## The input
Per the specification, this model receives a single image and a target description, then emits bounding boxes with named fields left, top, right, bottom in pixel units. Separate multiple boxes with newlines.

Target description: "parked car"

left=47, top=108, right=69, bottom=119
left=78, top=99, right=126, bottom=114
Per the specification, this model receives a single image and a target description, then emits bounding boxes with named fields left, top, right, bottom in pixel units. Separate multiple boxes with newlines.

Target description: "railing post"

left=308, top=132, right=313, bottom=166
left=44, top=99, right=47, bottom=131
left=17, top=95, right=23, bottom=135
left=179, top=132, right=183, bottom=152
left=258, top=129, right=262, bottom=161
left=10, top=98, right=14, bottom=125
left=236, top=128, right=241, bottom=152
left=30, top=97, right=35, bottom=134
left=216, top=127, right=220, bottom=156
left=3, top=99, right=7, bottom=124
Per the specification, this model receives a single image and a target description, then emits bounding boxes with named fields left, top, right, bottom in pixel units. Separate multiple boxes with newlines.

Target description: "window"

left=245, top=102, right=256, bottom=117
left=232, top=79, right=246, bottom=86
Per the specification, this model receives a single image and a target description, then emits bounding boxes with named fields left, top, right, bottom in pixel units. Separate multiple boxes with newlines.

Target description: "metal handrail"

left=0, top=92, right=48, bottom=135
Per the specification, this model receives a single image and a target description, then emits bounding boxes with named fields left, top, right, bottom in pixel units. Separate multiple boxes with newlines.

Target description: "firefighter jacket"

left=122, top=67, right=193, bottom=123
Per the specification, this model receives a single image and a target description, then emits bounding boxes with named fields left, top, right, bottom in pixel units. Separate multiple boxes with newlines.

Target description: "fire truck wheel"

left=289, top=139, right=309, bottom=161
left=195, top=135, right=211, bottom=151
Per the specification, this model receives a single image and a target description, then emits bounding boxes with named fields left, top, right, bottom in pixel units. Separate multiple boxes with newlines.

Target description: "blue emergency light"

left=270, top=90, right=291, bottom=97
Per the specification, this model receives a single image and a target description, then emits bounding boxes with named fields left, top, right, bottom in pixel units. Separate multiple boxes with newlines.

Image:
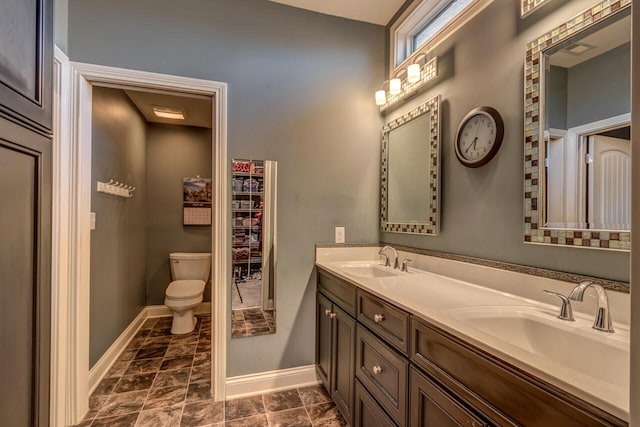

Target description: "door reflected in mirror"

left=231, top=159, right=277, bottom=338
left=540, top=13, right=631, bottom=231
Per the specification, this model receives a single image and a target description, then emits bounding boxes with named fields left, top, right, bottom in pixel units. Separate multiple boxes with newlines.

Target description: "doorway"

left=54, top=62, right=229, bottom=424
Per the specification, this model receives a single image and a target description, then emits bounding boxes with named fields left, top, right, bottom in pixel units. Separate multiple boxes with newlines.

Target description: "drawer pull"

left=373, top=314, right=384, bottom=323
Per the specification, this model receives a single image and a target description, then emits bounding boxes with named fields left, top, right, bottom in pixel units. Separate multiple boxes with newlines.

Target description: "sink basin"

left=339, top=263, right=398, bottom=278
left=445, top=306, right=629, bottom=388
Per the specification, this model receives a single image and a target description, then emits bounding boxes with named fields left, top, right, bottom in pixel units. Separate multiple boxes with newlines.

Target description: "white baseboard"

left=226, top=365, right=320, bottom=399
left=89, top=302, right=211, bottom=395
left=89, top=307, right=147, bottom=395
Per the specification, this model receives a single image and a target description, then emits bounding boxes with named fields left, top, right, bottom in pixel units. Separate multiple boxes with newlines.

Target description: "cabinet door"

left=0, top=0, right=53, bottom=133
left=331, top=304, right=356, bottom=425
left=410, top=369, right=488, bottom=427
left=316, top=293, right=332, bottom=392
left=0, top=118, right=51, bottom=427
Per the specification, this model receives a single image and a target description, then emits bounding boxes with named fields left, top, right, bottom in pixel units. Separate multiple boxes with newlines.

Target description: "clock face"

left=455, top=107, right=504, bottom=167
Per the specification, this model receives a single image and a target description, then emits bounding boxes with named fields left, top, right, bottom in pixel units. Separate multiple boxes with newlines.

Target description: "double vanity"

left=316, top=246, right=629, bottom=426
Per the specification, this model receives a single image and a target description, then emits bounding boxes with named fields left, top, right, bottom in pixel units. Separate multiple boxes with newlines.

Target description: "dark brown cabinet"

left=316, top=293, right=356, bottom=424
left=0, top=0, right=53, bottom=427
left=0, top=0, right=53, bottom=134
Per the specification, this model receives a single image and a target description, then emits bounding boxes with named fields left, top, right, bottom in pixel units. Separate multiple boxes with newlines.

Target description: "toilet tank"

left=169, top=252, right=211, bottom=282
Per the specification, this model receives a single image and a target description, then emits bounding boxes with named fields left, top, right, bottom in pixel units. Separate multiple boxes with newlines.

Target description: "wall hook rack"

## Written instruction
Write out every line of the listing above as a numbered list, skipping the blank lines, and leave the pictures out.

## Response
1. Per the specification, this model receives a single image and a target description, then emits bounding boxes with named fields left, top, right, bottom in pixel units. Separate multiple boxes with newlines.
2. Target description: "parked car"
3. left=47, top=108, right=69, bottom=119
4. left=78, top=99, right=126, bottom=114
5. Per the specification, this model receives a single image and a target description, then emits bounding boxes with named fields left, top, right, bottom in pixel units. Separate multiple boxes with newlines.
6. Target description: "railing post"
7. left=308, top=132, right=313, bottom=166
8. left=44, top=99, right=47, bottom=131
9. left=17, top=95, right=23, bottom=135
10. left=179, top=132, right=183, bottom=152
11. left=258, top=129, right=262, bottom=161
12. left=10, top=98, right=14, bottom=125
13. left=236, top=128, right=241, bottom=152
14. left=30, top=97, right=35, bottom=134
15. left=216, top=127, right=220, bottom=156
16. left=3, top=99, right=7, bottom=124
17. Per the specification, this model receives a single image and a target description, then emits bounding boxes with named fields left, top, right, bottom in pixel units. Separate multiple boxes with newlines.
18. Target description: "window"
19. left=245, top=102, right=256, bottom=117
20. left=232, top=79, right=246, bottom=86
21. Per the specification, this model receives a single image and a target description, then emits bounding boxes with named fields left, top, right, bottom in pixel units. Separate multiple boxes with newlines.
22. Target description: "metal handrail"
23. left=0, top=92, right=48, bottom=135
24. Per the specification, this model receives a single image and a target description, then emits bounding boxes with named fields left, top, right, bottom in pixel units. Separate multiple boxes with newlines.
25. Target description: "firefighter jacket"
26. left=122, top=67, right=193, bottom=123
27. Per the specification, this model receives a single image and a target description, then emits bounding boxes with named fields left, top, right, bottom in pixel units. Separate multiple boxes with newlines.
28. Target description: "fire truck wheel"
29. left=289, top=139, right=309, bottom=161
30. left=195, top=135, right=211, bottom=151
31. Per the specification, this model receives a single image and a target description, then emits bounding boxes with named fields left, top, right, bottom in pixel units. Separate multiple boxes with newlines.
32. Target description: "blue emergency light"
33. left=270, top=90, right=291, bottom=97
34. Per the specification, this model receives a single image and a target description, then emits bounding boxes with named fields left, top, right, bottom in pixel units. Separate multiple boxes with newlines.
35. Image:
36. Target description: "door reflected in mirror"
37. left=231, top=159, right=277, bottom=338
38. left=540, top=13, right=631, bottom=231
39. Per the specification, this model receives a single image and a target description, then emits bounding boxes with named fields left, top, right, bottom in pixel units. Separate multiple boxes with newlines.
40. Target description: "doorway"
41. left=54, top=62, right=229, bottom=424
42. Per the specification, this model receives a single image and a target description, then emits bounding boxes with named fields left, top, right, bottom in pixel units. Separate multiple boxes with newlines.
43. Target description: "drawer pull"
44. left=373, top=314, right=384, bottom=323
45. Per the specification, this model receives a single image and a target description, then emits bounding boxes with named fields left, top, right, bottom in pixel units. Separate multiple boxes with newlines.
46. Target description: "sink basin"
47. left=339, top=263, right=398, bottom=278
48. left=445, top=306, right=629, bottom=388
49. Per the specification, this model receives a single image and a target description, then emits bounding boxes with named fields left, top, right, bottom in pixel units. Separate multiple boxes with newlines.
50. Target description: "white baseboard"
51. left=226, top=365, right=320, bottom=399
52. left=89, top=302, right=211, bottom=395
53. left=89, top=307, right=147, bottom=395
54. Per the specification, this model receives a single image and a target description, then emits bounding boxes with named fields left, top, right, bottom in pixel units. Separate multiple boxes with newlines.
55. Target description: "cabinet door"
56. left=0, top=0, right=53, bottom=133
57. left=331, top=304, right=356, bottom=425
58. left=410, top=369, right=488, bottom=427
59. left=316, top=293, right=332, bottom=392
60. left=0, top=118, right=51, bottom=427
61. Per the specification, this model receives a single image and a target description, then emits bounding boxes with named fields left, top, right, bottom in pixel units. Separate multiple boxes with newlines.
62. Target description: "clock face"
63. left=455, top=107, right=504, bottom=167
64. Per the specification, this model receives a single image and a target description, then emits bounding boxes with named fields left, top, right, bottom in pixel units. Separate multiple boxes with newlines.
65. Target description: "double vanity"
66. left=316, top=246, right=629, bottom=426
67. Per the specification, this model receives a single image and a target description, then emits bounding boxes with named fields left, top, right, bottom in pixel units. Separate multiple boxes with newlines.
68. Target description: "dark brown cabinet"
69. left=316, top=293, right=356, bottom=424
70. left=0, top=0, right=53, bottom=427
71. left=0, top=0, right=53, bottom=134
72. Per the specification, this model receives a single image and a target description, then emits bounding boxes with named fields left, top, right, bottom in pixel units. Separate multiple boxes with newlines.
73. Target description: "toilet tank"
74. left=169, top=252, right=211, bottom=282
75. Per the specification, this model receives a single image and a target description, then emits bounding boxes with named fields left, top, right, bottom in pixel units. Separate multiple boxes with newlines.
76. Target description: "wall hook rack"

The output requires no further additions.